Records of labeled boxes
-- Start --

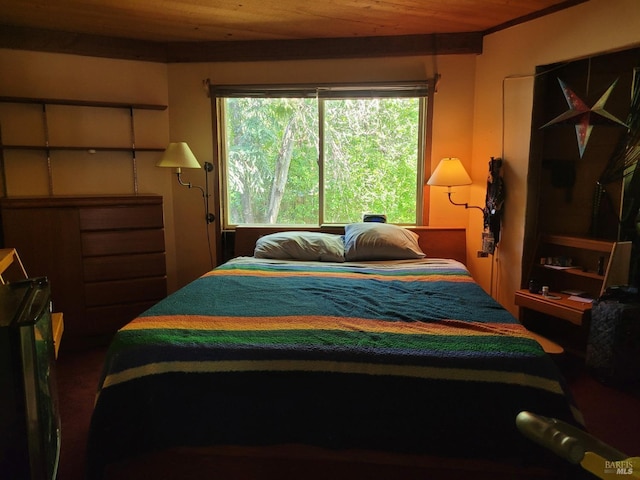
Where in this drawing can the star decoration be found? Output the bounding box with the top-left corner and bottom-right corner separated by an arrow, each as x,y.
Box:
540,78 -> 629,158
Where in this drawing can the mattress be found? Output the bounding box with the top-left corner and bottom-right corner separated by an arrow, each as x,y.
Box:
88,257 -> 581,478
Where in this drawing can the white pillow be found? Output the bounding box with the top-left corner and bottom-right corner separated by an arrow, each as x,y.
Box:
344,222 -> 426,262
253,231 -> 344,262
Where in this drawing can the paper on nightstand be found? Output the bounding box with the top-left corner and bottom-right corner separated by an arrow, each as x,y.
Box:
568,295 -> 593,303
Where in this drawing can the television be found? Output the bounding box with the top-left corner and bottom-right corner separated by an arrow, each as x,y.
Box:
0,278 -> 61,480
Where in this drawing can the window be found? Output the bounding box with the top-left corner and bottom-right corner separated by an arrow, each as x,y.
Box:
211,84 -> 426,228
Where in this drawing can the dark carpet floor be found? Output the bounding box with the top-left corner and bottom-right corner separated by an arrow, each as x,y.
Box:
57,348 -> 640,480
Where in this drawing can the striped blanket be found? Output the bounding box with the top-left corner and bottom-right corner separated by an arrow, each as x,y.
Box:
88,258 -> 579,478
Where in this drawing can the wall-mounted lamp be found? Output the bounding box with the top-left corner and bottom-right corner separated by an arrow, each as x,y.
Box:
427,157 -> 484,212
156,142 -> 215,223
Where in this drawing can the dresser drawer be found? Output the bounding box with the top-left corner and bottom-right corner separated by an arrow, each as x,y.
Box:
79,205 -> 163,230
84,277 -> 167,307
83,252 -> 167,282
82,229 -> 164,257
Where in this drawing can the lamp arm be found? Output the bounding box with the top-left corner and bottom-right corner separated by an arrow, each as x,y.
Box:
447,192 -> 484,213
176,168 -> 216,223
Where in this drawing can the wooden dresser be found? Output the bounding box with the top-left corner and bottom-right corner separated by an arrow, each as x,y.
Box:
0,195 -> 167,347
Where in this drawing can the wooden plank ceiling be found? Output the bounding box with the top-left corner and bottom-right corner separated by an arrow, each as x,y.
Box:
0,0 -> 586,61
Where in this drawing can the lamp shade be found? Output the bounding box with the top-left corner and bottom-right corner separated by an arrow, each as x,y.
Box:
427,157 -> 472,187
156,142 -> 200,168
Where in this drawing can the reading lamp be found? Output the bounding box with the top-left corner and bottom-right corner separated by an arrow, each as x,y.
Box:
427,157 -> 484,212
156,142 -> 215,223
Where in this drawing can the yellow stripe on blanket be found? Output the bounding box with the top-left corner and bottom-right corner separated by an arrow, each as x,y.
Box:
121,315 -> 533,338
102,360 -> 563,395
203,269 -> 474,283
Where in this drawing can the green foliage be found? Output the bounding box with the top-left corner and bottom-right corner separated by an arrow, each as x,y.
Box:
224,98 -> 420,225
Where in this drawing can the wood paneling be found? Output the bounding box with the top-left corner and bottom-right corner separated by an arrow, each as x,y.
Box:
0,0 -> 586,62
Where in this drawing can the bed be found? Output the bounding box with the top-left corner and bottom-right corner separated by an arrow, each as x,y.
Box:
87,224 -> 581,479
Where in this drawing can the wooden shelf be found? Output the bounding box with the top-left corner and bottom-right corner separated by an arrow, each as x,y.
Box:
0,144 -> 165,152
0,96 -> 167,110
515,234 -> 631,340
0,96 -> 167,195
515,289 -> 591,325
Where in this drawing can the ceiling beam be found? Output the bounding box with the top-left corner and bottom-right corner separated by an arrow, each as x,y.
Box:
0,25 -> 483,63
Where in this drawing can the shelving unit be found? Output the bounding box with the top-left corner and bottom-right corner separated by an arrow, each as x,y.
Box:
515,234 -> 631,326
0,96 -> 167,195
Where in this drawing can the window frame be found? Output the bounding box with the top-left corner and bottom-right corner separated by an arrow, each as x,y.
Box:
212,80 -> 433,230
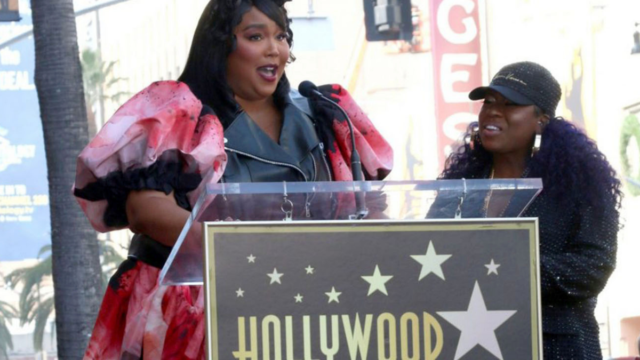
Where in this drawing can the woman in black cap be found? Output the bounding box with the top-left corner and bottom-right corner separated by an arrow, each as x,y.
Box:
432,62 -> 622,360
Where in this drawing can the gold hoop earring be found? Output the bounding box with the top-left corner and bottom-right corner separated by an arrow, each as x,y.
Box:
531,134 -> 542,157
466,126 -> 482,151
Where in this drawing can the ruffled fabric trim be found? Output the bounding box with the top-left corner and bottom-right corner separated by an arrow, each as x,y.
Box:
310,85 -> 393,181
73,155 -> 202,228
73,81 -> 227,232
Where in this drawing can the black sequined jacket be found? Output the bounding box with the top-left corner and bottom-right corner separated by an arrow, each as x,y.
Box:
522,191 -> 618,360
427,179 -> 618,360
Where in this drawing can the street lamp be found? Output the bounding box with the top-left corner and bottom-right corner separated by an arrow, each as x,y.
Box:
631,23 -> 640,55
0,0 -> 20,21
364,0 -> 413,41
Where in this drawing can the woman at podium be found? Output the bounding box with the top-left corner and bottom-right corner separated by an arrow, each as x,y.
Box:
74,0 -> 393,359
432,62 -> 621,360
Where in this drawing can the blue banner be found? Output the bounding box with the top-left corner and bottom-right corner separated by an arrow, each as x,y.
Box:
0,4 -> 51,261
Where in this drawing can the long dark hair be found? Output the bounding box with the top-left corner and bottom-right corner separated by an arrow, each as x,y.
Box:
440,117 -> 622,215
178,0 -> 295,128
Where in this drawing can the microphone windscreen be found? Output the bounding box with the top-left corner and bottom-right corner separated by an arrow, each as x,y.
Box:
298,80 -> 318,97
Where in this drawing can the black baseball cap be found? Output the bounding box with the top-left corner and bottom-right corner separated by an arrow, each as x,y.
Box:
469,61 -> 562,117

-- End --

### Your goal
Write out the whole listing again with "this drawing" substituted by "this image" throughout, keeping everything else the same. Omit the pictures.

### Response to this exercise
Where in this image can the star decoration be found? Output the bounding box with the top-left corner and bottom-right corner separated by an arrow, each as x,y.
Box:
540,78 -> 629,158
Where in this image can the mattress be found? Output the bounding box with the top-left corner and bottom-right corner separated by an arrow, each as x,y.
Box:
88,257 -> 581,478
Where in this image can the white pillow be found? Output the bounding box with the top-left corner and bottom-right corner separated by an arrow, each as x,y.
Box:
344,222 -> 426,262
253,231 -> 344,262
Where in this image can the paper on nightstand be found? Output the bounding box with the top-left corner and bottom-right corner separated by an arrow, each as x,y.
Box:
568,295 -> 593,303
Where in this image can the television be found? Output the bounding box with the top-left corner and bottom-right corner separated by an arrow, each as x,y.
Box:
0,278 -> 61,480
Where in this image can the window be found? Output the bounding box with the top-left corner and bottom-right corner separated by an arrow, each as x,y.
Box:
211,84 -> 426,228
Where in this image can the dark carpet floor be found? Output the bounding box with the top-left corner and bottom-right corner separated by an arrow, each as x,y.
Box:
57,348 -> 640,480
Where in this image can the striped blanket be found? Output the bounding box with the top-left corner and bottom-right corner separated by an arrow, each as x,y.
Box:
88,258 -> 579,478
Where in this image can the wall-mounted lamp be found? Output the bounding box with the top-left corner and bottom-right corner separated by an arrow, each as x,y.
Box:
427,157 -> 484,212
156,142 -> 215,223
Where in this image can the dresser drawer be found? Output the bounding box with the top-left corner and bottom-right corner separated by an arrow, each as x,y.
Box:
79,205 -> 163,230
84,277 -> 167,307
83,252 -> 167,282
82,229 -> 164,257
Where in this image can the lamp arm be found? Output the bounding box with the top-left corner and bottom-right corner separated by an arrow, each as x,y.
Box:
447,192 -> 484,213
176,168 -> 216,223
Where in this image can the wooden dresser be found? Output the bounding box with the top-left corner and bottom-right corner separated by an arrow, each as x,y.
Box:
0,195 -> 167,347
Where in this image can the wooden plank ceiling be found? Output the bounding box with the top-left corner and bottom-right corner separated by an arrow, each as x,y.
Box:
0,0 -> 586,61
Where in this image can the lamp shade be found? Output the bounding box with the top-left corner and bottom-right corner separated by an arrow, each as x,y.
Box:
427,157 -> 472,187
156,142 -> 200,168
Where in this image can the reading lamp be found? Output the bounding box with the top-left corner and bottom-right corner separated by an arrow, each as x,y.
Box:
427,157 -> 484,212
156,142 -> 215,223
Where in this image can the yellow stripe on blanket be found? Output the bounding box with the top-left corner and bottom-right corner separated by an arrow, each as x,y.
Box:
121,315 -> 533,338
102,360 -> 563,395
203,269 -> 474,283
Where in this image can the green foliage be found? Output the bounding box with the top-left corner and bottom-right corner separated by an arrow, each as x,y.
Box:
224,98 -> 420,225
Where in this image can the wood paneling be found? Output the bounding box with the top-left corner and bottom-right corner separated by an arrow, each as x,y.
Box:
0,0 -> 586,62
Where in this image can the bed be found? Output the bounding box with the top-left corner and bottom-right corner separated by an arrow, each as x,y.
Box:
87,224 -> 581,479
Where in this image can the wooden shelf be found? Output the bounding box with the top-left corner and bottom-right corner separated by an arrow, each as x,y.
Box:
0,144 -> 165,152
0,96 -> 167,110
515,234 -> 631,340
0,96 -> 167,195
515,289 -> 591,325
Where in this image can the ceiling beam be found? Output the bounding box with the top-left corner and bottom-right corner separated by an arrow, each as x,y.
Box:
0,25 -> 483,63
Where in this image can the shelving unit be found? Output the bounding box with the top-left corner and bottom-right corner separated by an arrow, each as x,y.
Box:
515,234 -> 631,326
0,96 -> 167,195
Where in this image can the window frame be found? Output the bounding box with the top-left corner and bottom-right corner separated by an arrow, each as x,y.
Box:
212,80 -> 433,230
Where in this image can the woman in black cap be found? Output the bounding box with the top-left corner and bottom-right corner separated by an arrow, each as x,y.
Box:
432,62 -> 622,360
Where in this image can the gold hoop earring be found? Output the bounding box with the top-left corner and bottom-right corner separated by an arrow, each as x,y.
Box:
531,134 -> 542,157
466,126 -> 482,151
Where in this image can the ruffled fabric trim be found? Output the bounding box with the top-left corner and bottom-right corner separated by an arrow, each as x,y.
Box:
310,85 -> 393,181
73,155 -> 202,228
73,81 -> 227,232
Where in this image can the black sequined jacket be found? Output the bounding box with the top-left corner and bottom-right corner separated by an arrow, each as x,y.
Box:
522,191 -> 618,360
427,179 -> 618,360
Where in this image can the street lamp be found? Output the bounding box with the top-left corner and bottom-right corner separated by an arrow, each as x,y.
Box:
631,23 -> 640,55
0,0 -> 20,21
364,0 -> 413,41
Where in this image can the woman at podium be found? Output the bounding box with the top-left corner and bottom-right corner separated by an arrow, each as x,y.
Box:
74,0 -> 393,359
432,62 -> 621,360
Where in this image can the blue banner be found? Output the bounding box with the top-left corner and bottom-right corner separated by an arrow, each as x,y.
Box:
0,4 -> 51,261
Where in this image can the long dark hair be found? Output the bounding box with the top-left corner and bottom-right corner separated by an arrow, each as x,y.
Box:
440,117 -> 622,215
178,0 -> 295,128
Where in this image can the microphone windscreen be found? Output the bounding box with the top-left corner and bottom-right corner separated by an arrow, each as x,y.
Box:
298,80 -> 318,97
Where in this image can the black baseball cap be found? Output the bounding box with the top-left corner and bottom-right corner separated by an arrow, each as x,y.
Box:
469,61 -> 562,117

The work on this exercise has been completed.